### ТЕКСТ СТРАНИЦЫ
◇ ◇ ◇ ◇ ◇

Резкое неприятие современных Базаровых, перешедших от отвлеченного огульного отрицания к практике бесовского все отрицания (убийствам и разрушению), характерно для убеждений Достоевского в период работы над «Бесами». Автор, безусловно, опирается на учение Феофана Затворника, который писал: «Мы в мире живем, и потому нельзя не сталкиваться с тем, что в нем происходит, но в том, что сталкиваемся, еще не лежит какая-нибудь необходимость увлекаться всем наряду с другими. Напротив, тут-то и призыв сознавшим истину стоять за нее и обличать ложь». Поэтому писатель старался в образе П. Верховенского обличить некоторую «симпатичность» нигилизма, показать его лживость и крайние проявления.

◇ ◇ ◇ ◇ ◇

### ПРЕДСТАВЛЕННЫЙ СПИСОК
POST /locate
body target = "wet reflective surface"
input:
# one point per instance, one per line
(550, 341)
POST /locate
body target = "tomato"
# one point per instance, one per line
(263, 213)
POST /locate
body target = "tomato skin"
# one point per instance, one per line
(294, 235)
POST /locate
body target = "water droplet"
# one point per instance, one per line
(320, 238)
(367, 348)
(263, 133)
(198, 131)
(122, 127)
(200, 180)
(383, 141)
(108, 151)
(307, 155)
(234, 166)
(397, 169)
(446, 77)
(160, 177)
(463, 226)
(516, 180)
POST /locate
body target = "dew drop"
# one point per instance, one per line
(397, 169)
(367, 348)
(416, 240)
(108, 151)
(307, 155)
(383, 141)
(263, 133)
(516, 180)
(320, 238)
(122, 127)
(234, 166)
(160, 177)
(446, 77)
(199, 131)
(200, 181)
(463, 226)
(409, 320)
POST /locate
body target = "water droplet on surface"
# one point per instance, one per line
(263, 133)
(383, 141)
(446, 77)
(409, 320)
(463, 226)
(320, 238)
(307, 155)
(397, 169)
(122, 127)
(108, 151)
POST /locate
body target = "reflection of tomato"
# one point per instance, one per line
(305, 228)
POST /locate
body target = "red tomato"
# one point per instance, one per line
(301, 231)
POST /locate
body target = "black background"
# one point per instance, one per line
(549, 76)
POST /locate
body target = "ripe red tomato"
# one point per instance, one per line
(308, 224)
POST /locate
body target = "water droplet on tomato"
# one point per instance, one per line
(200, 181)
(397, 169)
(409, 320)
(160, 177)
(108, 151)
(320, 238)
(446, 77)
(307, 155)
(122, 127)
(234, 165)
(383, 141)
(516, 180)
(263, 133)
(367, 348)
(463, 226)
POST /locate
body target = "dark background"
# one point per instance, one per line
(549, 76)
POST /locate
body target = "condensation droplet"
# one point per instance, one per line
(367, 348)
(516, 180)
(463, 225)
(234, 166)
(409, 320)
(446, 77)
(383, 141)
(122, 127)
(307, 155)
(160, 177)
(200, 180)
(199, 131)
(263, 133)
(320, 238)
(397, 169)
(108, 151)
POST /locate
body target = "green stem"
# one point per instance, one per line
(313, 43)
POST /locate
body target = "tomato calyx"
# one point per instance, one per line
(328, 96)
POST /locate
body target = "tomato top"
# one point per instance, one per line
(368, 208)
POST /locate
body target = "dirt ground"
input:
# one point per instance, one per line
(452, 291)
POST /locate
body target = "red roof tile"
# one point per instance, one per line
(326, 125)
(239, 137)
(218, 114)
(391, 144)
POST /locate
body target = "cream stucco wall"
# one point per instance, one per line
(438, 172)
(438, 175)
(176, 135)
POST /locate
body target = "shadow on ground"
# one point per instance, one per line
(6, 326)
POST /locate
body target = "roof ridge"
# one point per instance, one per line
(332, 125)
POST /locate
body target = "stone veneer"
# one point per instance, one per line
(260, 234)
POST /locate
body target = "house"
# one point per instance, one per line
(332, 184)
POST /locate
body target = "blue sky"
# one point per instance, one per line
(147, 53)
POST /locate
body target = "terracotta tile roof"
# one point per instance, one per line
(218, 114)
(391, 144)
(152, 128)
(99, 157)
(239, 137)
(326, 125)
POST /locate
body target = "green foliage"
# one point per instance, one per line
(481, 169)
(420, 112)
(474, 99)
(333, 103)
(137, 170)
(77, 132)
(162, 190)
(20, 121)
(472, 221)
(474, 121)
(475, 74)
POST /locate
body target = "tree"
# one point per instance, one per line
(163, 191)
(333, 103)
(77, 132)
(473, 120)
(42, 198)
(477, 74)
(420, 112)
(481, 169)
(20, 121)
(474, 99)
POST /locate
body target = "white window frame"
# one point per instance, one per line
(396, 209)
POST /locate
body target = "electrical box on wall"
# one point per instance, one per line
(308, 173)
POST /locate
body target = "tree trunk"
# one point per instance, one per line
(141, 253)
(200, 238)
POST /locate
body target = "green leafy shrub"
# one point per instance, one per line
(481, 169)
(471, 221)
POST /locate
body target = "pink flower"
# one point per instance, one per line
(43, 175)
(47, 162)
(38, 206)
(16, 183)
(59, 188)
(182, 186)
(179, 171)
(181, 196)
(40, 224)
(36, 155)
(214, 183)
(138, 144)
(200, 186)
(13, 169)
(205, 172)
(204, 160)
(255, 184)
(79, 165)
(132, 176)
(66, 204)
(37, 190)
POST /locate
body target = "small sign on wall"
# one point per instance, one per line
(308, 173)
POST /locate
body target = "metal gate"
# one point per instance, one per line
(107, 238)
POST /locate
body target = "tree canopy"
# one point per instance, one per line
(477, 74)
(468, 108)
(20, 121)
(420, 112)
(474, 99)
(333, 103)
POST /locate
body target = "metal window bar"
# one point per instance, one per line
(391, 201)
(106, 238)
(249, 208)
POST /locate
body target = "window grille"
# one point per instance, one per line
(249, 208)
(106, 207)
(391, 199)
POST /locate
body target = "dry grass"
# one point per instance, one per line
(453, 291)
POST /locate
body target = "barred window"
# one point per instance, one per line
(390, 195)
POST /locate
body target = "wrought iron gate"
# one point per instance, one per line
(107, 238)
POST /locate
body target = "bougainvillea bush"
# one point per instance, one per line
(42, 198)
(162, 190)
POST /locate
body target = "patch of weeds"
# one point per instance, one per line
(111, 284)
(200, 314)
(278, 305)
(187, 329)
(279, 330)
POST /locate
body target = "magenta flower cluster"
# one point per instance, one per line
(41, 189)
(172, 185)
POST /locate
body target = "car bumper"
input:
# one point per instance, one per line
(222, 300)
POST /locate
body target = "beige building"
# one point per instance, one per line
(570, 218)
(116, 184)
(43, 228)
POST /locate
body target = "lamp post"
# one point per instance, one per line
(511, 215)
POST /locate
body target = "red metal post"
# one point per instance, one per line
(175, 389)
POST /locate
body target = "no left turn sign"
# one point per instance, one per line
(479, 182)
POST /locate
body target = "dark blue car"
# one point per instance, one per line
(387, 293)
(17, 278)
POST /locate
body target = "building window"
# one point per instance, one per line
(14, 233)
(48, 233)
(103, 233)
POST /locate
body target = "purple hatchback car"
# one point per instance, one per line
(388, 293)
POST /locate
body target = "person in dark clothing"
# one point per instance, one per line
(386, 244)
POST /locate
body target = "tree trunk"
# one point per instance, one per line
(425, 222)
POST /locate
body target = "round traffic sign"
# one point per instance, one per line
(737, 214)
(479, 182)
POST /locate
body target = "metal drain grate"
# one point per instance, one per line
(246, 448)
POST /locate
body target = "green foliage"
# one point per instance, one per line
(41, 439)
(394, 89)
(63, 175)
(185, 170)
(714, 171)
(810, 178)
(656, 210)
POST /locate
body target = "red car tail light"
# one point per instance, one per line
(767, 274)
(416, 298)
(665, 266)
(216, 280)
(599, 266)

◇ ◇ ◇ ◇ ◇

### ЗАДАНИЕ 1
Перечислите все имена реальных людей и литературных персонажей, упомянутые в тексте страницы, приведя каждое в именительном падеже единственного числа.
### ЗАДАНИЕ 2
Переведите на английский язык предложение из текста страницы: «Поэтому писатель старался в образе П. Верховенского обличить некоторую «симпатичность» нигилизма, показать его лживость и крайние проявления».
### ЗАДАНИЕ 3
Изложите содержание текста страницы в двух предложениях.
Список здесь никакой роли не играет.

### ОТВЕТ 1
Базаров, Достоевский, Феофан Затворник, П. Верховенский

### ОТВЕТ 2
Therefore, in the character of P. Verkhovensky, the writer sought to expose a certain "appeal" of nihilism and to show its falseness and its extreme manifestations.

### ОТВЕТ 3
В период работы над «Бесами» Достоевский резко не принимал современных Базаровых, перешедших от отвлеченного отрицания к убийствам и разрушению. Опираясь на учение Феофана Затворника, призывавшего сознавших истину стоять за нее и обличать ложь, писатель стремился в образе П. Верховенского обличить «симпатичность» нигилизма и показать его лживость и крайние проявления.